Senin, 28 Desember 2009

PEMEROLEHAN BAHASA

BAB I
PENDAHULUAN

Bahasa merupakan proses mempengaruhi orang lain disiplin-disiplin yang lain, menambah perhatian yang sama besarnya seperti psikologi dan komunikasi. Erat sekali kaitannya antara komunikasi dengan Bahasa karena Bahasa juga merupakan alat komunikasi.
Bahasa adalah tata keyakinan yang relatif berjangka panjang sebagian mengenai bahasa tertentu, mengenai obyek bahasa yang memberikan kecenderungan kepada seseorang untuk bereaksi dengan cara tertentu dengan cara yang disenanginya. Sikap positif terhadap bahasa akan mempertinggi keberhasilan belajar bahasa. Sikap merupakan kontributor utama bagi keberhasilan belajar Bahasa (Macmara dalam study dan Fasold, 1973:36).

(Cuplikan data penunjukan):
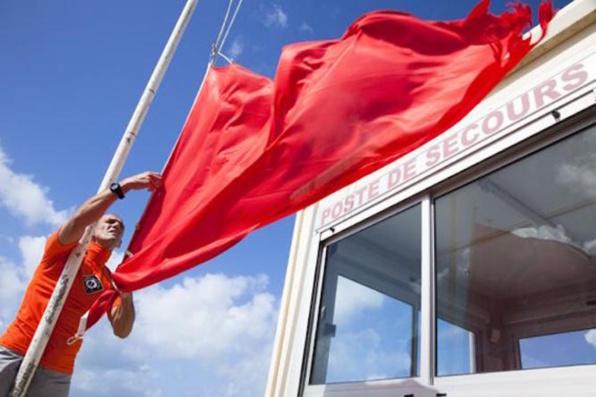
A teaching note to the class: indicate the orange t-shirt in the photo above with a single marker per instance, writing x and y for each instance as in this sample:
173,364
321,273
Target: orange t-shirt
92,279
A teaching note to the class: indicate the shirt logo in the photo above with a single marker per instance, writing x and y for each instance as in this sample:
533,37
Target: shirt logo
92,284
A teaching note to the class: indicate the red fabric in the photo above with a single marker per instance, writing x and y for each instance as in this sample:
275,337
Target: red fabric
252,152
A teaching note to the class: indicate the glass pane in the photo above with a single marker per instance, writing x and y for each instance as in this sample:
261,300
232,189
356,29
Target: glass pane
457,344
516,261
569,348
369,317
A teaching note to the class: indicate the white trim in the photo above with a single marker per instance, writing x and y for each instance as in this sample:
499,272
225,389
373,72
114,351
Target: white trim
427,288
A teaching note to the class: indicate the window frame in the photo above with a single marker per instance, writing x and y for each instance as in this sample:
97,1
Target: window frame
500,152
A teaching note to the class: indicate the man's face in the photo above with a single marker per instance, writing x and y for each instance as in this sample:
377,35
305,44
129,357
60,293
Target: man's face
109,231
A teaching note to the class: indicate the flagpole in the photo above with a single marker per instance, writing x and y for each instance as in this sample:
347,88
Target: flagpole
52,312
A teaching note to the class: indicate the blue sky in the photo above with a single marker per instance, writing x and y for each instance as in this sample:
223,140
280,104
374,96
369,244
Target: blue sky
71,74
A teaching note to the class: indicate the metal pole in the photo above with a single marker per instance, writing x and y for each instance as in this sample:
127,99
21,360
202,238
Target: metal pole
48,320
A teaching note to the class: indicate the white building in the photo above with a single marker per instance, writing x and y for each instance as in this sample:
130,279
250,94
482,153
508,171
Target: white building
468,267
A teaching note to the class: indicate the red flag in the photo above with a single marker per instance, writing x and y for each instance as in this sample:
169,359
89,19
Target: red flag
338,110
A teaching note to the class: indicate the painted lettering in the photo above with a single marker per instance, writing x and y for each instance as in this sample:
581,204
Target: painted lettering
433,155
360,193
525,107
497,116
373,189
325,215
575,77
336,211
394,178
349,203
466,140
410,169
450,146
546,89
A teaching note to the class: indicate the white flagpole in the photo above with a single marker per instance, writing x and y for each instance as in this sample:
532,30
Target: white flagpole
52,312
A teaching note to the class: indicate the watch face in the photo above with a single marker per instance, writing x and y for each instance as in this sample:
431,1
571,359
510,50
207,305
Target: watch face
116,189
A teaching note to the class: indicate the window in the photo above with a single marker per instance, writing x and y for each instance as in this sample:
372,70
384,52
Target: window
516,264
368,323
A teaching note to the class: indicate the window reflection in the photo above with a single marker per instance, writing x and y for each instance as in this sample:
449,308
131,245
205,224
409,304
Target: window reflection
516,260
368,322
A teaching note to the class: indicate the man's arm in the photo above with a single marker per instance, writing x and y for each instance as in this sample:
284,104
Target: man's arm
122,316
96,206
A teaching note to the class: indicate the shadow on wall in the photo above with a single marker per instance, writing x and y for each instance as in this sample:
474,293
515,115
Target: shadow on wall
381,388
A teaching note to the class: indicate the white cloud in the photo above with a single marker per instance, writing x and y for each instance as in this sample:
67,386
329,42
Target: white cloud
237,48
115,259
276,17
206,317
353,299
12,287
24,198
31,250
304,27
363,355
590,337
206,336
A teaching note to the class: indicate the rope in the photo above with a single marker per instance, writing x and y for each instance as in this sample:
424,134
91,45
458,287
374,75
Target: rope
220,42
215,48
230,25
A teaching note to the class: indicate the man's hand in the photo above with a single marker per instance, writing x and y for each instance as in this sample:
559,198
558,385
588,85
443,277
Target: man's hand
147,180
96,206
122,316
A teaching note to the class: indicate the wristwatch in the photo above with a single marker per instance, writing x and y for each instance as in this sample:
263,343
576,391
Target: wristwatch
117,190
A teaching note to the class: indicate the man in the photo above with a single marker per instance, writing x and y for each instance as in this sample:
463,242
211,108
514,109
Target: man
52,378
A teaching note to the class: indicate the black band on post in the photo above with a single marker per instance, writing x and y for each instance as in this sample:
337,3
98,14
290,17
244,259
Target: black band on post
117,190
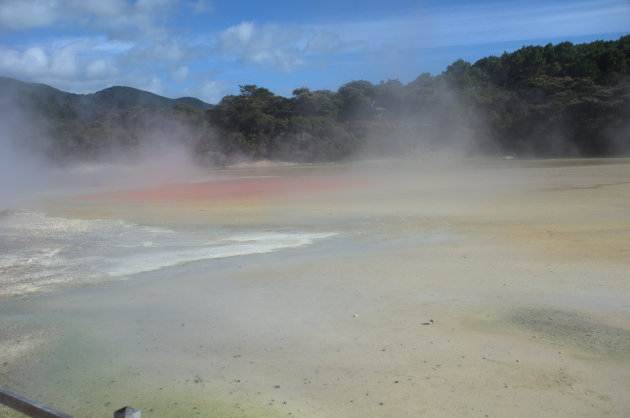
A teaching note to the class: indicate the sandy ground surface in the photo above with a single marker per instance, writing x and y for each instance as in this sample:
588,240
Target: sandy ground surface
483,288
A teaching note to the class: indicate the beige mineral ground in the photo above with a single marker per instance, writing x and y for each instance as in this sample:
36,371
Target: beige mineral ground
474,288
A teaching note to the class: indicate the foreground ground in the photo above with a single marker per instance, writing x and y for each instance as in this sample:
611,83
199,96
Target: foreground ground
478,288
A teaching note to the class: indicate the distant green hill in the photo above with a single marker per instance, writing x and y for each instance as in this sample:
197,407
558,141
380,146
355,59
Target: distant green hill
54,103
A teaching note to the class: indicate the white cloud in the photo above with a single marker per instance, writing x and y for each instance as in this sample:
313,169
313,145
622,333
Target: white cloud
267,46
24,14
202,6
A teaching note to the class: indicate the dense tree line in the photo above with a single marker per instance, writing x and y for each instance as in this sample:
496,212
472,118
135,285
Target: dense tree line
556,100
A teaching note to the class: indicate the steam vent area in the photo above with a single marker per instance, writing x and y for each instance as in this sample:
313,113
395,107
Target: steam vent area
441,287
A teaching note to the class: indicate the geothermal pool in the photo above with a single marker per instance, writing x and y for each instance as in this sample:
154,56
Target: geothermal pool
464,288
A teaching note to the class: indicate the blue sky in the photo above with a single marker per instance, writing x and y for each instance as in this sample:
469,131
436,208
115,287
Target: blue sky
206,48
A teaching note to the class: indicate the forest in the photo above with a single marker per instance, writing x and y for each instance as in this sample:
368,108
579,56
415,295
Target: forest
563,100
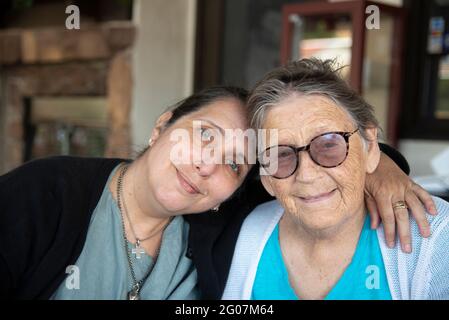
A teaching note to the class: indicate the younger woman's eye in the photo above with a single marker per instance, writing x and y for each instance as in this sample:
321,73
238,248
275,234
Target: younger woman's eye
234,166
206,135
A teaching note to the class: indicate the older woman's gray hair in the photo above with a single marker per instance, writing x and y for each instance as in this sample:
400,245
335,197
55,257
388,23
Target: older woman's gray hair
309,76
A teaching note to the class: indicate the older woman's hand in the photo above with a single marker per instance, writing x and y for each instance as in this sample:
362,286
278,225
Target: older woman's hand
385,187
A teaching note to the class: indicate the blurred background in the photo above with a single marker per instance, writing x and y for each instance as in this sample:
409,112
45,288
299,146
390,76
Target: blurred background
97,91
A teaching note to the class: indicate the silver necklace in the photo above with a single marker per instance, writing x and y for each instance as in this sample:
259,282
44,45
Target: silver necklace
134,293
138,251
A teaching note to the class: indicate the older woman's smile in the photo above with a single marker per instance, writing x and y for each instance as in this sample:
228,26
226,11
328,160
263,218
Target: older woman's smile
317,197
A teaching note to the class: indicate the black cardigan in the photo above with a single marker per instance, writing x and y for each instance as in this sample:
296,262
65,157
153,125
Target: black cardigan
45,210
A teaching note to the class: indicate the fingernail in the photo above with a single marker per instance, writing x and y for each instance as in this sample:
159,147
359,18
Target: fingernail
407,248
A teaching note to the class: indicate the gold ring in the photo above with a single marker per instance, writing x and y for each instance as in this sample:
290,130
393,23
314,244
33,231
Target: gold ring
400,205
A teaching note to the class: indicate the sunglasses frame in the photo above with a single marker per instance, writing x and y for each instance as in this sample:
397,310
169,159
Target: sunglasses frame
345,134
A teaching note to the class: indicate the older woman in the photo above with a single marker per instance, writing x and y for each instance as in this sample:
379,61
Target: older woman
314,240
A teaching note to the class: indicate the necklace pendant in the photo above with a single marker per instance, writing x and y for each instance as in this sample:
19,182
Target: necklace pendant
134,293
138,250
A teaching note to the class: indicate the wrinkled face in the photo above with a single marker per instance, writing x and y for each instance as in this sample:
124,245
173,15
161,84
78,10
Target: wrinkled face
320,198
197,185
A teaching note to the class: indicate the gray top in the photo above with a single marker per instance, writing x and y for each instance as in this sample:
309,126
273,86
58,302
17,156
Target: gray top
102,271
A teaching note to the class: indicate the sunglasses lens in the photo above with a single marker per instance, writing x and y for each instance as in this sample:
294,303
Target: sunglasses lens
329,150
279,161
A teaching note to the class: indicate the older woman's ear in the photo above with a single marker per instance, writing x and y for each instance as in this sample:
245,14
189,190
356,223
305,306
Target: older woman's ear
161,124
373,151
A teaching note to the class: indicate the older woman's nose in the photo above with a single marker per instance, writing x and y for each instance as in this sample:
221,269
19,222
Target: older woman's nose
308,170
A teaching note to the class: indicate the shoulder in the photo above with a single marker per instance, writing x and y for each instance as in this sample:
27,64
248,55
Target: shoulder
262,219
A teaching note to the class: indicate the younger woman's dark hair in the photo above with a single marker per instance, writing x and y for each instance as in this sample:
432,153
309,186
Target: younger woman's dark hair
201,99
205,97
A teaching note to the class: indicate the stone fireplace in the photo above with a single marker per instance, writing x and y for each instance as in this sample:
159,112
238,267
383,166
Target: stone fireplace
55,63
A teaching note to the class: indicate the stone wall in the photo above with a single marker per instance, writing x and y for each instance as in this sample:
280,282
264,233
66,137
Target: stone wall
94,61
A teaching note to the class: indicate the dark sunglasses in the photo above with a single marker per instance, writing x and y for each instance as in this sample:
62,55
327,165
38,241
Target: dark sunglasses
328,150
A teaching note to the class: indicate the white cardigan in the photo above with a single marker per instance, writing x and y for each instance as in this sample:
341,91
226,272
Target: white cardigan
422,274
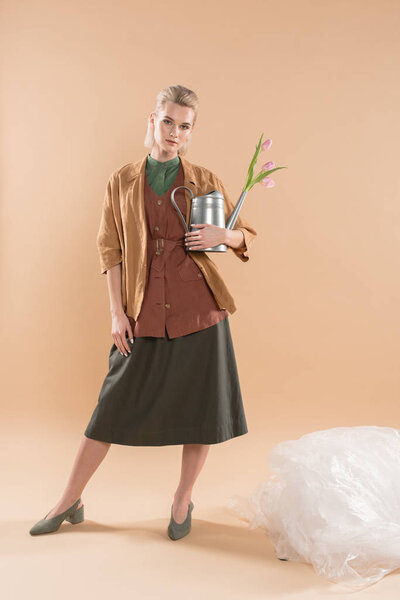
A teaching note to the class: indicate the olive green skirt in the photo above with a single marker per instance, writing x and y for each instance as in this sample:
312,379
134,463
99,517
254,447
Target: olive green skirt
183,390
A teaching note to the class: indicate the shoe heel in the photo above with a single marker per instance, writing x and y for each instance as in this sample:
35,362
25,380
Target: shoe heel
77,516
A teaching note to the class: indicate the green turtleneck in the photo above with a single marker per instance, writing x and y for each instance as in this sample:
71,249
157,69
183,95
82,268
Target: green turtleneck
161,175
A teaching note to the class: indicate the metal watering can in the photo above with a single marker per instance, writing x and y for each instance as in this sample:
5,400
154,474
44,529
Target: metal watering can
209,209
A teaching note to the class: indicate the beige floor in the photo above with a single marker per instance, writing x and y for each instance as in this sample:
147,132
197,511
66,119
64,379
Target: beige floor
122,547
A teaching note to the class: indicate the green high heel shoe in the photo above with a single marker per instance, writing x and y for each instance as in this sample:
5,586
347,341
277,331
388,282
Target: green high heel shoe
72,514
179,530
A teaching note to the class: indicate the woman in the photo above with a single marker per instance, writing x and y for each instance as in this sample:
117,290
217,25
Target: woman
172,372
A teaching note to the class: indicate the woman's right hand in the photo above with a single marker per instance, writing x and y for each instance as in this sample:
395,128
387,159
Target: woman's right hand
119,328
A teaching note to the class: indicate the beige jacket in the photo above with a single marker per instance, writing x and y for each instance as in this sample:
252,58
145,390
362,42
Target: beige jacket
122,236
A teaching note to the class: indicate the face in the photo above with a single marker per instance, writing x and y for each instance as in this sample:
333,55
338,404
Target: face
173,123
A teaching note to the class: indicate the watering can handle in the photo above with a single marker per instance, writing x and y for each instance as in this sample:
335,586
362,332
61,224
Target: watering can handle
177,207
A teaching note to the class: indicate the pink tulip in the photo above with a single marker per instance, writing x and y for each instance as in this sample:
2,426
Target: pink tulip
266,145
268,165
268,182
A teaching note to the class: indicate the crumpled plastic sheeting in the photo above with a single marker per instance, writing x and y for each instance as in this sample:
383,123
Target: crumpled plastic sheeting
333,500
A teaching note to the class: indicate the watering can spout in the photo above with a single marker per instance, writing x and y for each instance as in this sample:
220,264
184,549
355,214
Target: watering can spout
235,213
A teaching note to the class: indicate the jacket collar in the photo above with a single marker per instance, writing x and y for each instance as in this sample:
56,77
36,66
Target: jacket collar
139,168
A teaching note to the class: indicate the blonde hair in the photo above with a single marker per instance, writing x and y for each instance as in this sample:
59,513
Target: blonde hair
180,95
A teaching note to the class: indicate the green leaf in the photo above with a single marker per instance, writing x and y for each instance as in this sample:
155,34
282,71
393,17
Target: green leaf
261,176
253,162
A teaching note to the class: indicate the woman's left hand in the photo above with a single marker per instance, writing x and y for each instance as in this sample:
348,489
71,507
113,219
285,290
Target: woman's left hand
205,236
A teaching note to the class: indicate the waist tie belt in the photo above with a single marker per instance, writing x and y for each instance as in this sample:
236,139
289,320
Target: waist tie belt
162,244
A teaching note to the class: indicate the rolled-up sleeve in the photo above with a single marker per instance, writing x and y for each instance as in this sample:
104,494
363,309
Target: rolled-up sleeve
108,241
248,231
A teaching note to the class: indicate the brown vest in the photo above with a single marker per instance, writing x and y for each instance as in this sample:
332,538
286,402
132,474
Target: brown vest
177,298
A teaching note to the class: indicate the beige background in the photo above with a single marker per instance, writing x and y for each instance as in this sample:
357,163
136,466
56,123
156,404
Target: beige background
316,332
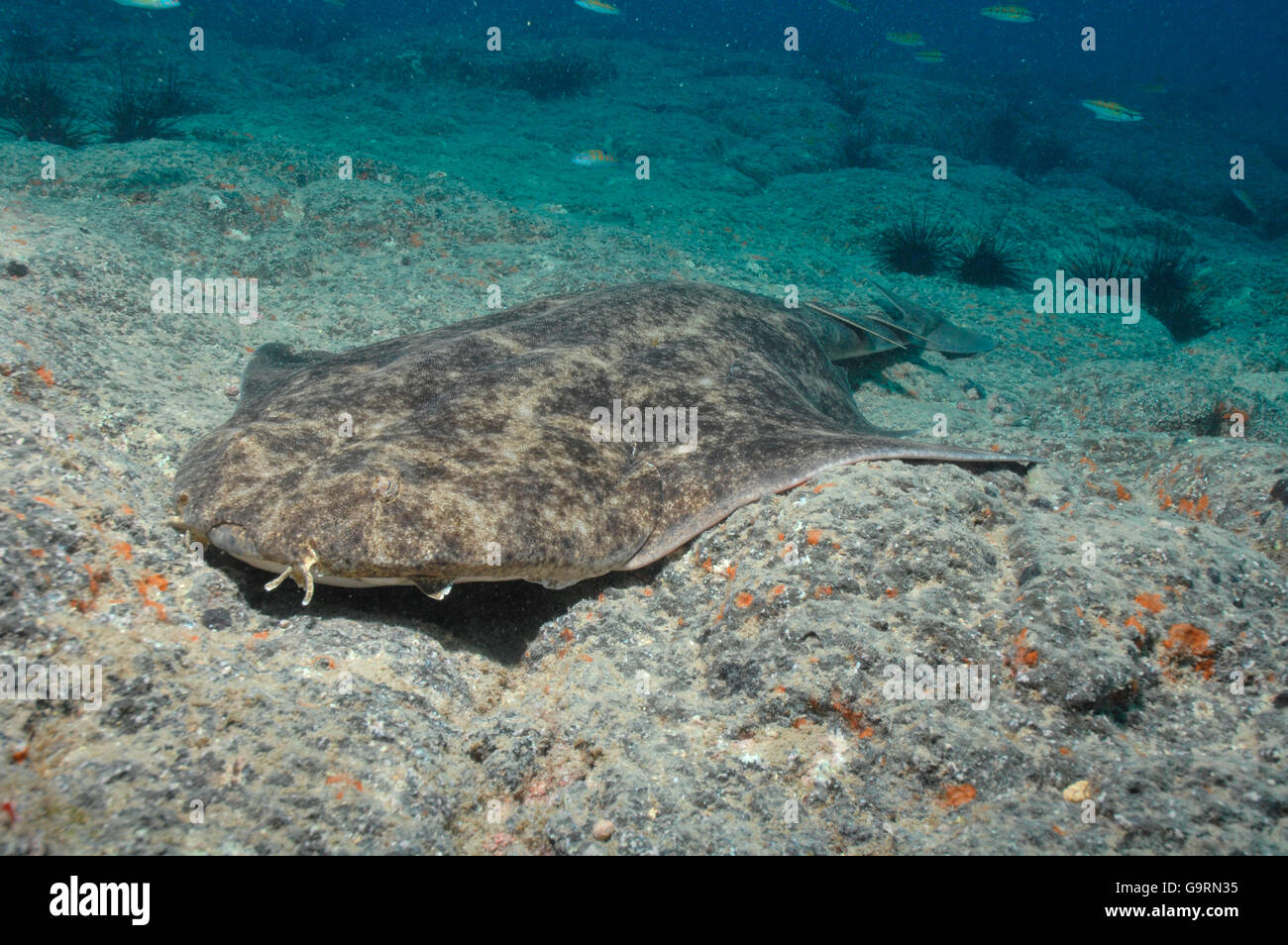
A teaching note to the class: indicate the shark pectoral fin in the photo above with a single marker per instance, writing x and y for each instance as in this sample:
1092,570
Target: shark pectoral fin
269,366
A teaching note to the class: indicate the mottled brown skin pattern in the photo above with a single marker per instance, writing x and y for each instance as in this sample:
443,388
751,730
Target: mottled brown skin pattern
480,433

(Soal singkat 1):
Menurut teks tentang pemerolehan bahasa, apa yang akan mempertinggi keberhasilan belajar bahasa?
(Soal singkat 2):
Tampilkan bagian teks tentang pemerolehan bahasa yang dibuka dengan kata-kata yang memuat "PEMEROLEHAN BAHASA" dan ditutup dengan "dan Fasold, 1973:36).".

(Jawaban benar 1):
Sikap positif terhadap bahasa.

(Jawaban benar 2):
PEMEROLEHAN BAHASA

BAB I
PENDAHULUAN

Bahasa merupakan proses mempengaruhi orang lain disiplin-disiplin yang lain, menambah perhatian yang sama besarnya seperti psikologi dan komunikasi. Erat sekali kaitannya antara komunikasi dengan Bahasa karena Bahasa juga merupakan alat komunikasi.
Bahasa adalah tata keyakinan yang relatif berjangka panjang sebagian mengenai bahasa tertentu, mengenai obyek bahasa yang memberikan kecenderungan kepada seseorang untuk bereaksi dengan cara tertentu dengan cara yang disenanginya. Sikap positif terhadap bahasa akan mempertinggi keberhasilan belajar bahasa. Sikap merupakan kontributor utama bagi keberhasilan belajar Bahasa (Macmara dalam study dan Fasold, 1973:36).